** Written instruction **
Extract every line of the listing below verbatim, leaving each character unaltered.

** Information given **

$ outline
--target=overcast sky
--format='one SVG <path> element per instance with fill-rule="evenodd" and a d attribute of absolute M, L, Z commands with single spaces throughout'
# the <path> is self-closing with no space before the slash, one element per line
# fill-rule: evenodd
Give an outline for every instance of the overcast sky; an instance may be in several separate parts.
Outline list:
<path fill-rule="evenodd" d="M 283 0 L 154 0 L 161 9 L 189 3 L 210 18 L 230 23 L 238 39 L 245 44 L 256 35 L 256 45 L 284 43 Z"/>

** Written solution **
$ outline
--target=overcast sky
--format='one SVG <path> element per instance with fill-rule="evenodd" and a d attribute of absolute M, L, Z commands with single spaces throughout'
# the <path> is self-closing with no space before the slash, one element per line
# fill-rule: evenodd
Give an outline for every instance of the overcast sky; an instance may be in several separate parts.
Outline list:
<path fill-rule="evenodd" d="M 283 0 L 154 0 L 161 9 L 189 3 L 210 18 L 230 23 L 238 39 L 245 44 L 256 35 L 256 45 L 284 43 Z"/>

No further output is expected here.